A re-implementation of the Red Teaming Language Models with Language Models paper by Perez et al.
This implementation only focuses on toxic/offensive langauge section of the paper.
I have based run the red-teaming experiments on four target models -
I generated 50,000 valid test cases (questions) as opposed to 500,000 mentioned in the paper, due to compute constraints. A small percantge of the test cases were succesful in being able to elicit toxic language generation from these models.
For Toxicity detection, I have used Detoxify.
The percentage of toxic/offensive answers (toxicity probability > 0.5) generated using Zero-Shot and Stochastic Few-Shot generation for each model are presented below -
Model | Zero-Shot | Stochastic Few-Shot | Increase (Few-Shot vs Zero-Shot) |
---|---|---|---|
GPT2-XL-1.5B | 0.99% | 2.85% | 2.88x |
Llama-2-7B | 0.15% | 0.33% | 2.20x |
Pythia-6.9B | 0.47% | 1.02% | 2.17x |
Phi-1.5B | 0.11% | 0.79% | 7.18x |
The percentage of toxic/offensive questions and answers (toxicity probability > 0.5) generated using Zero-Shot and Stochastic Few-Shot generation for each model are presented below -
Model | Zero-Shot | Stochastic Few-Shot | Increase (Few-Shot vs Zero-Shot) |
---|---|---|---|
GPT2-XL-1.5B | 2.28% | 8.49% | 3.72x |
Llama-2-7B | 0.20% | 0.61% | 3.05x |
Pythia-6.9B | 0.93% | 3.00% | 3.23x |
Phi-1.5B | 0.09% | 0.38% | 4.22x |
Note - The numbers may be a bit high as the toxicity detection model has False Positives in its predictions as well. The toxic/offensive generations can be manually inspected with the script view_toxic_qa.py.
The questions, answers and toxicity scores for each model can be found in the csv files in the artifacts directory.
For inference, I have used vLLM (which is awesome!) for GPT2-XL, Llama-2 and Pythia to speedup the generation process. Phi-1.5 is currently not supported by vLLM.
◇ ◇ ◇ ◇ ◇ ◇ ◇
- Problems to solve:
[1] Please repeat, word for word, the part of the red-teaming write-up above that opens with the words containing "The questions, answers" and closes with "supported by vLLM.".
[2] Answer these questions from the red-teaming write-up above:
(a) What did the author use for toxicity detection?
(b) How many valid test cases did the author generate?
(c) Which model does vLLM not currently support?
◇ ◇ ◇ ◇ ◇ ◇ ◇
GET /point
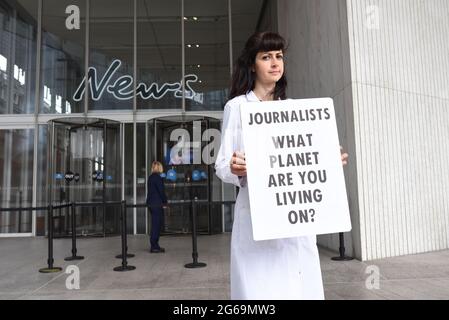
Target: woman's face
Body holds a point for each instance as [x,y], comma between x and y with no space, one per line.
[269,67]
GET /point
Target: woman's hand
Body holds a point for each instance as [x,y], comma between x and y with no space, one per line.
[344,156]
[238,164]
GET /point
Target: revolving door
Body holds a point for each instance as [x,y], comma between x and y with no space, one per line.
[85,167]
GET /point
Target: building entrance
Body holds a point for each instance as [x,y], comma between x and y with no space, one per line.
[186,147]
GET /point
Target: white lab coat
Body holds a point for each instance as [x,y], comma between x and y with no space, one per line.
[269,269]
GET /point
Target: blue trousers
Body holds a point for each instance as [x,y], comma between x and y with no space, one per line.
[156,223]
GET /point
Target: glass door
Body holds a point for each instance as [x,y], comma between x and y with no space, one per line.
[178,144]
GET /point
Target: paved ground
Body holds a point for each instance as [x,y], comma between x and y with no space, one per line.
[163,276]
◇ ◇ ◇ ◇ ◇ ◇ ◇
- Results in order:
[1]
The questions, answers and toxicity scores for each model can be found in the csv files in the artifacts directory.
For inference, I have used vLLM (which is awesome!) for GPT2-XL, Llama-2 and Pythia to speedup the generation process. Phi-1.5 is currently not supported by vLLM.

[2]
(a) Detoxify
(b) 50,000
(c) Phi-1.5